> Text segment:

.....

EU charges into race to build battery of tomorrow with €10M prize offer

23 Feb 2018 | News

Europe trails rivals in the battery wars. ‘We have a shortage of batteries and we can’t wait long years to catch up,’ warns Commission vice-president. Advisers, in new report, say it's not the only manufacturing gap that needs plugging

Research commissioner Carlos Moedas 

The European Commission Friday launched a new €10 million prize competition to create a cheaper, lighter battery that would help usher in a cleaner, more efficient energy system.

The prize, which like old Wild West reward posters invites enterprising people to join a particular search, will go to a prototype that can power an electric vehicle with similar performance in terms of range and charging time as a conventional petrol or diesel powered small family vehicle. The deadline for entry is December 2020.

“We won't ask ‘the how’ or ‘the who’,” research commissioner Carlos Moedas explained at an industry event in the Crowne Plaza. “The winner will be the one who thinks outside the box and who best meets the challenge.”

Today’s batteries account for up to half the total cost of electric vehicles, which won’t be able to gain competitiveness with their conventionally powered – and less environmentally friendly – equivalents until the price of battery packs drop.

.....

> Information shown:

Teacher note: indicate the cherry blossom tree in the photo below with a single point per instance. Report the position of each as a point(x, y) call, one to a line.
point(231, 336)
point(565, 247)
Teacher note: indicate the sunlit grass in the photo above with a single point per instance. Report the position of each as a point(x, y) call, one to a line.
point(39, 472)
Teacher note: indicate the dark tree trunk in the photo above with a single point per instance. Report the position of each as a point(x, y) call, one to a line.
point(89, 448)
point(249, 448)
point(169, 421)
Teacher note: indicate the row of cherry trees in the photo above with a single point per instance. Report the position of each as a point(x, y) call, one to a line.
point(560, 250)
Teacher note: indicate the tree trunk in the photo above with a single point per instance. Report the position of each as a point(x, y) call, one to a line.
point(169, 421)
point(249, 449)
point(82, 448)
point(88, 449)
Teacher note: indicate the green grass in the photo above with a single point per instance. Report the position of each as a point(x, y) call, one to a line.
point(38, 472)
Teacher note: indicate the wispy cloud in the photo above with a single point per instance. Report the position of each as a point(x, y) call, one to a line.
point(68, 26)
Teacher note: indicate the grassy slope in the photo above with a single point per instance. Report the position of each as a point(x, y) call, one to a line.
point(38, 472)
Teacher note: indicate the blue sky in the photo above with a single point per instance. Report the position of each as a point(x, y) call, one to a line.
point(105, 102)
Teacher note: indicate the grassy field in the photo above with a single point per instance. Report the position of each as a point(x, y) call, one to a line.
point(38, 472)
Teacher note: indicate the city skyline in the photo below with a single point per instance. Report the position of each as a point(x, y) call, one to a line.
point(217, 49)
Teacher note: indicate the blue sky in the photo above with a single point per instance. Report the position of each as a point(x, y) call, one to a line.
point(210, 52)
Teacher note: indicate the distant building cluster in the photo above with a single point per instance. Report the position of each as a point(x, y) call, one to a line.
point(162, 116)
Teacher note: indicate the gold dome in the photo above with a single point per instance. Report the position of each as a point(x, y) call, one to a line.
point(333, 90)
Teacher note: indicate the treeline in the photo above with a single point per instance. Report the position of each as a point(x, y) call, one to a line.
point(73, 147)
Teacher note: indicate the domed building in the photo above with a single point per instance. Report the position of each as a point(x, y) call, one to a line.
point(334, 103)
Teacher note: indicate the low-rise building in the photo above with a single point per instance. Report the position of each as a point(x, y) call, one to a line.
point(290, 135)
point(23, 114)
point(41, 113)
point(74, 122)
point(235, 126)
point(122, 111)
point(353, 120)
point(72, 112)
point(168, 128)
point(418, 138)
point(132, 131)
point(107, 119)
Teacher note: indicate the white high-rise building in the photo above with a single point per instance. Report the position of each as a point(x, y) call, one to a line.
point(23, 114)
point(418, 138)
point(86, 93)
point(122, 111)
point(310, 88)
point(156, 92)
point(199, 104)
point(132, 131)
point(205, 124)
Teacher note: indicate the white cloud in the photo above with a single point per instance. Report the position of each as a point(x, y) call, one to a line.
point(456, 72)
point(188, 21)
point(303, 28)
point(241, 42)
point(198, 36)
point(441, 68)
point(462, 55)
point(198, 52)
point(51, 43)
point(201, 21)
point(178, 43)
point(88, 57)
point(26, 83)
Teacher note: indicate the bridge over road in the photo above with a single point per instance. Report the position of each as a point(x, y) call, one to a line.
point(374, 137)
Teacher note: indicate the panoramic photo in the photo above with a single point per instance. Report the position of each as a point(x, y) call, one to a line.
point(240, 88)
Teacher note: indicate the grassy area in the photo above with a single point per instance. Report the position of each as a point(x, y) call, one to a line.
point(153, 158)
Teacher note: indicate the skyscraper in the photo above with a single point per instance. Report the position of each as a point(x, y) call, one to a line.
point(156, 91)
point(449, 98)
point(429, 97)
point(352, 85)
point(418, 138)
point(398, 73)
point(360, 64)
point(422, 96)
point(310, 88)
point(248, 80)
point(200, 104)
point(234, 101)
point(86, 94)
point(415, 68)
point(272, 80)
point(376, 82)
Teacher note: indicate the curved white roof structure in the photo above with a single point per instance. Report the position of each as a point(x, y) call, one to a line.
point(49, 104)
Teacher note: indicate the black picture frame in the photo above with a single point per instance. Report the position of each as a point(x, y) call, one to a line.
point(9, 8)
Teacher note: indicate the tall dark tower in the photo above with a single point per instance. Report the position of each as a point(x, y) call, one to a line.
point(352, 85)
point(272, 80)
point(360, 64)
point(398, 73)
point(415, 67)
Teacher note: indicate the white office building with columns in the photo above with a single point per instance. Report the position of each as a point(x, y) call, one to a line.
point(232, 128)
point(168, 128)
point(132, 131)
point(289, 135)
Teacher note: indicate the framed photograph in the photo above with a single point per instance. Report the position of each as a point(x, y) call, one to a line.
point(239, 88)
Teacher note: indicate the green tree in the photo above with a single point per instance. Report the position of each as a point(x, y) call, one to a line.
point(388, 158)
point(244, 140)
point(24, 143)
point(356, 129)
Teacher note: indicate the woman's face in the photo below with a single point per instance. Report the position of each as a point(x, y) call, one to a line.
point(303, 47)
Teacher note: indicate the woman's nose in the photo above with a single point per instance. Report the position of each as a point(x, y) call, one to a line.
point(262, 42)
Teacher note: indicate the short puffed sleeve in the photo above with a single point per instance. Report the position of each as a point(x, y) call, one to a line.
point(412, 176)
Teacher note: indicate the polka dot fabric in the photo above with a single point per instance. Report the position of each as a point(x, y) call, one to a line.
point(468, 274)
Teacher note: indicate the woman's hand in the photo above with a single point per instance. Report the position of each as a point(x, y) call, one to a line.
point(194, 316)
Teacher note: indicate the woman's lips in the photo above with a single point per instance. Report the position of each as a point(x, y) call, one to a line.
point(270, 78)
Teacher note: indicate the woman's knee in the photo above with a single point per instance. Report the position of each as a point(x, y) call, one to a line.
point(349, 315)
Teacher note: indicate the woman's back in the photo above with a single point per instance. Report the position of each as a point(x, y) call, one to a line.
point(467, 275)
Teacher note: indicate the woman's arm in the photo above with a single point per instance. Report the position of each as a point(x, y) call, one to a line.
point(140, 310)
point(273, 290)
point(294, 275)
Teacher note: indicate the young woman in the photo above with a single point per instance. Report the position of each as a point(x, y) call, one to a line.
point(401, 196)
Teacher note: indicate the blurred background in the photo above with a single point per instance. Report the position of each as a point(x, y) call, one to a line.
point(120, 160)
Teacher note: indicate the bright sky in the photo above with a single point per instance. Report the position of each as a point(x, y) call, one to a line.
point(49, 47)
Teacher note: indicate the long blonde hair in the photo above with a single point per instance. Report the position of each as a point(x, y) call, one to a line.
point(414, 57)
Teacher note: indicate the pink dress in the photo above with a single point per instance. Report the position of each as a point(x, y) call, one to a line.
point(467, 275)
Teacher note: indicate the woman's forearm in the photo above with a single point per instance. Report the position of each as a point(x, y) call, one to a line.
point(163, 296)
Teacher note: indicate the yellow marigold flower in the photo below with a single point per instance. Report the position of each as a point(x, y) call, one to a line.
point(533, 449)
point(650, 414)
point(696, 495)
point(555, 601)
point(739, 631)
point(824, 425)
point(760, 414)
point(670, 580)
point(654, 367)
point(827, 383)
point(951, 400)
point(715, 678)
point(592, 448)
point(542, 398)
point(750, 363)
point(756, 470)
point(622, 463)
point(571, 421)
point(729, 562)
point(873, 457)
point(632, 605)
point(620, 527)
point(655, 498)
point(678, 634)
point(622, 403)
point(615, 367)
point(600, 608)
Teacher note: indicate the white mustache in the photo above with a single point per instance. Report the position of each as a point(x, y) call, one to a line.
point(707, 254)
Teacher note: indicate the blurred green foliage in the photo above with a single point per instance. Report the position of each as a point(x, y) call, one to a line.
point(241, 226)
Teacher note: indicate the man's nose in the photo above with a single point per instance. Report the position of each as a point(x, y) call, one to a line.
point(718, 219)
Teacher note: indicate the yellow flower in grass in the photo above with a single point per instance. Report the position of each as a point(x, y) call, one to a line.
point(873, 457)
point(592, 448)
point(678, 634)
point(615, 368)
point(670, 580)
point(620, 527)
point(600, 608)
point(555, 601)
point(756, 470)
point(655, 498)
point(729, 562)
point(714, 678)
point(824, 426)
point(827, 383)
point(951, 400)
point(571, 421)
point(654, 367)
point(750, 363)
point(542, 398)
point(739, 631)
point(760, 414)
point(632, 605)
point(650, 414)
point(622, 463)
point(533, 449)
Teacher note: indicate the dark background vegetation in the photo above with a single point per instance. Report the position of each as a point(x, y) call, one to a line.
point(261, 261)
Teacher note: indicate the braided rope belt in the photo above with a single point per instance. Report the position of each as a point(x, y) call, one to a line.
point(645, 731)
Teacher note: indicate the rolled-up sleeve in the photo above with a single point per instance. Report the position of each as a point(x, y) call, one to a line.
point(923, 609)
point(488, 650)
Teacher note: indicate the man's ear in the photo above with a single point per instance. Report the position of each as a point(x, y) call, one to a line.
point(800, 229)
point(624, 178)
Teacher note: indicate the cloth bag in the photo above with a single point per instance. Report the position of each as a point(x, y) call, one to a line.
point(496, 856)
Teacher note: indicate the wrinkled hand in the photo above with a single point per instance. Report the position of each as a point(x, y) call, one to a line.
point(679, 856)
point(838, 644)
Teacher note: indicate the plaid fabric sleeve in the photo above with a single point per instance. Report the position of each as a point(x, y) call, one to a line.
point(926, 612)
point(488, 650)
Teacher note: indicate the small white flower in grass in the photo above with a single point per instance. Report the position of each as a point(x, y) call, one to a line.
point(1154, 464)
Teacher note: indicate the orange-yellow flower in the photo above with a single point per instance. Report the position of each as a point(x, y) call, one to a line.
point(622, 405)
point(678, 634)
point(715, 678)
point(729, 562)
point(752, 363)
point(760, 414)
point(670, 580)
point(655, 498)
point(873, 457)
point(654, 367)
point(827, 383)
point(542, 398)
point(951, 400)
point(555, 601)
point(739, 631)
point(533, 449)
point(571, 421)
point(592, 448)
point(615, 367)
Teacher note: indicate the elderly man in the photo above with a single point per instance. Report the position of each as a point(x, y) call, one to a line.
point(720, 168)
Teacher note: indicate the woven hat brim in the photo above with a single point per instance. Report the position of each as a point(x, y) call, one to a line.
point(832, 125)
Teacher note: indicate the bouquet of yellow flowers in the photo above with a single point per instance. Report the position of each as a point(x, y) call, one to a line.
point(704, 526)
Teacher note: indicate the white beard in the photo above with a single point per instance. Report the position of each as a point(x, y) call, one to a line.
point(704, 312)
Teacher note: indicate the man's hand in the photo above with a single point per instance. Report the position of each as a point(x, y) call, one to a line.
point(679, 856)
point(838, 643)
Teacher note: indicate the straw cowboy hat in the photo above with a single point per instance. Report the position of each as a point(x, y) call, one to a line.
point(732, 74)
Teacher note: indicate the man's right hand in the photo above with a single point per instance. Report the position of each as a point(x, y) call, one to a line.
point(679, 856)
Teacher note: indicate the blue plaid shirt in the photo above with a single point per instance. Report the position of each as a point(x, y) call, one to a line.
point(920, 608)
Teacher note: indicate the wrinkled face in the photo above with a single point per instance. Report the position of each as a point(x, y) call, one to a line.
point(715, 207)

.....

> Set task:
Continue the article about the EU's €10 million battery prize from the point where it stops.

> The response:
For this reason, securing next generation battery supplies has become a big political target in Brussels and the large prize on offer – which is in fact the biggest sum the EU has ever offered for an innovation – underscores the concern that Europe is trailing its rivals in the battery wars.

“We have a shortage in Europe and we can’t wait long years to catch up,” said Maroš Šefčovič, vice-president of the European Commission, in charge of Energy Union.

A prized approach

While prizes competitions are anything but new, they represent a growing part of the Commission’s funding arsenal. Other prizes are being offered for new blockchain technology and ideas to drive down the cost of space launches.

Offering prizes for challenges – as opposed to awarding prizes such as the Nobel, Lasker or Kavli awards for a body of scientific work – dates back more than 300 years. In 1714, the UK government offered a then-substantial inducement of £20,000 under a special Act of Parliament, to anyone who could help measure ships’ longitude. Later that century, Napoleon Bonaparte offered a 12,000F prize to anyone who could find a practical means of preserving perishable foodstuffs.

In 1919, Raymond Orteig promised a $25,000 reward for anyone who could fly non-stop from New York to Paris, jump-starting civil aviation in the process. The $10 million Ansari X prize of 2004, born of the same lineage as the Orteig award, helped spur non-governmental space flight.

Searching for a spark

If other countries can make batteries more cheaply, European industry needs to find a way to distinguish itself another way, Šefčovič said: “Our unique selling point has to be that we make something that’s better and greener.”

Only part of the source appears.